_REQUEST A_
In the solar energy case study, what span of time does the dataset Adam found cover?
_REQUEST B_
Write the next part of the solar energy case study, picking up after its final sentence.

_PASSAGE_
--
Case Study C: To reuse or not reuse, that is the key question!
Instructions
Read the scenario and answer the questions based on the weekly readings and the lecture:
Adam is a researcher for a non-profit organization dedicated to accelerating the adoption of solar energy. The organization relies on data from various sources, including sensors, satellite imagery, and field measurements, to inform solar energy allocation, usage, and conservation decisions.
Recently, he identified an available dataset containing data on the solar energy market size, including trends, competition, and customer demand. These data can inform business and policy decisions related to solar energy adoption. Adam is particularly excited because this is a multivariate time series dataset from the past ten years. Also, the data documentation listed many important variables for his project, including the compound annual growth rates (CAGR) for solar energy companies. However, when Adam inspected some of the data files, he noticed a few data points that needed to be corrected. For example, some rows had NAs; others had 000, 999, and -999 or were utterly blank; the documentation does not help him infer those values.
--
_DATASET_

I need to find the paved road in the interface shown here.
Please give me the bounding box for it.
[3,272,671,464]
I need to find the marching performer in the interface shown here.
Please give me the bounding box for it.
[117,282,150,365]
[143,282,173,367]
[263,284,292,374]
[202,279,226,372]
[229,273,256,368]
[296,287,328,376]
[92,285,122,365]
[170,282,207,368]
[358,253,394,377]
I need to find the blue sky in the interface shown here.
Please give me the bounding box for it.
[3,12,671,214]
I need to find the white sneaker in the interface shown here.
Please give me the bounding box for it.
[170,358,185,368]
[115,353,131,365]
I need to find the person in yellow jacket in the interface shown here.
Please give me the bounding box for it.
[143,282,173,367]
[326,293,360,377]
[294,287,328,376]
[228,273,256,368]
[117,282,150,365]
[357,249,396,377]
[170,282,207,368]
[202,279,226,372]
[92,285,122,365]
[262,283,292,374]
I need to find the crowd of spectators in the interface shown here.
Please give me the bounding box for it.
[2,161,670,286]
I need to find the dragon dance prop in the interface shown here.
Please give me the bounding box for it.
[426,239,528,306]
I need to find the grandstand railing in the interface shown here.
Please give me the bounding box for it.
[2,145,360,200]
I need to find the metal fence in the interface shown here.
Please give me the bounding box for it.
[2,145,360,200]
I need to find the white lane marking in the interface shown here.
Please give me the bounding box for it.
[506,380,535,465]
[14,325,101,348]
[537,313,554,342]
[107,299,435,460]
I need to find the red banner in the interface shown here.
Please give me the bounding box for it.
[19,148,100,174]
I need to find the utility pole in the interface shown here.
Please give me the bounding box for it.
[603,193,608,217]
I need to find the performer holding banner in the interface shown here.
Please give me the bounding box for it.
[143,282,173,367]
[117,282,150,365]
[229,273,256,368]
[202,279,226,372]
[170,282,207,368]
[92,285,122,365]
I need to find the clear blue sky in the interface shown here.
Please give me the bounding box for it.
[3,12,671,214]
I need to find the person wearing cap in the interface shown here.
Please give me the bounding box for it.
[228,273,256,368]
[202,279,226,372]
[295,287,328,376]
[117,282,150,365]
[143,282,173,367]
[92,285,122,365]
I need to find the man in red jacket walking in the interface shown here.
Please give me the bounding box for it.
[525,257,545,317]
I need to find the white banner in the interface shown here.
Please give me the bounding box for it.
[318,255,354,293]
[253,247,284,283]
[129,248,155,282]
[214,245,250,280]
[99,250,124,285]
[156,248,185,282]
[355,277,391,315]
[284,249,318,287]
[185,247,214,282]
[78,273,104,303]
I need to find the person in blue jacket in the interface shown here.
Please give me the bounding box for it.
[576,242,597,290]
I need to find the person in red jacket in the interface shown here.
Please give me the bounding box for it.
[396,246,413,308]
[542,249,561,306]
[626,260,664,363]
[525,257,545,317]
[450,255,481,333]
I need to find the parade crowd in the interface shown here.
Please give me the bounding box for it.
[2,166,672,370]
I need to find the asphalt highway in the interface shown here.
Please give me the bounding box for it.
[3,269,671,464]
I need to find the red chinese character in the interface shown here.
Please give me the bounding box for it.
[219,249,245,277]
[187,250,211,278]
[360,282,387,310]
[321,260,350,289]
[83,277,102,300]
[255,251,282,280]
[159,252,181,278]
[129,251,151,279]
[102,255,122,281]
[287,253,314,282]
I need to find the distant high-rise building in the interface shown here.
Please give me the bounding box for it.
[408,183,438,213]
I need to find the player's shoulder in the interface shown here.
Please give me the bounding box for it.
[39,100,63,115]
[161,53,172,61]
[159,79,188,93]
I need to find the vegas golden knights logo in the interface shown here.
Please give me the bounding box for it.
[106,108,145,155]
--
_TASK ANSWER A_
The past ten years.

_TASK ANSWER B_
When he contacted the corresponding researcher for clarification, he was told these inconsistencies could have been caused either due to system migration or by human error in inaccurate data entry. The researcher mentioned that his team had multiple contributors throughout the years and noted there were no enforced validation rules or data quality checks. Ultimately, Adam should choose a solution that balances the benefits of using the existing dataset with the potential risks of using incomplete or inaccurate data.
Adam faces a dilemma. On the one hand, the dataset could provide valuable insights into the solar energy market and inform better policies and management decisions. On the other hand, the missing and anomalous data could affect the dataset’s overall quality and integrity, potentially leading to incorrect conclusions and decisions.
Questions
Question 1
Suppose Adam is leaning toward reusing the dataset despite the identified problems. What general ethical and responsible steps would you advise him to take moving forward? (Select all that apply)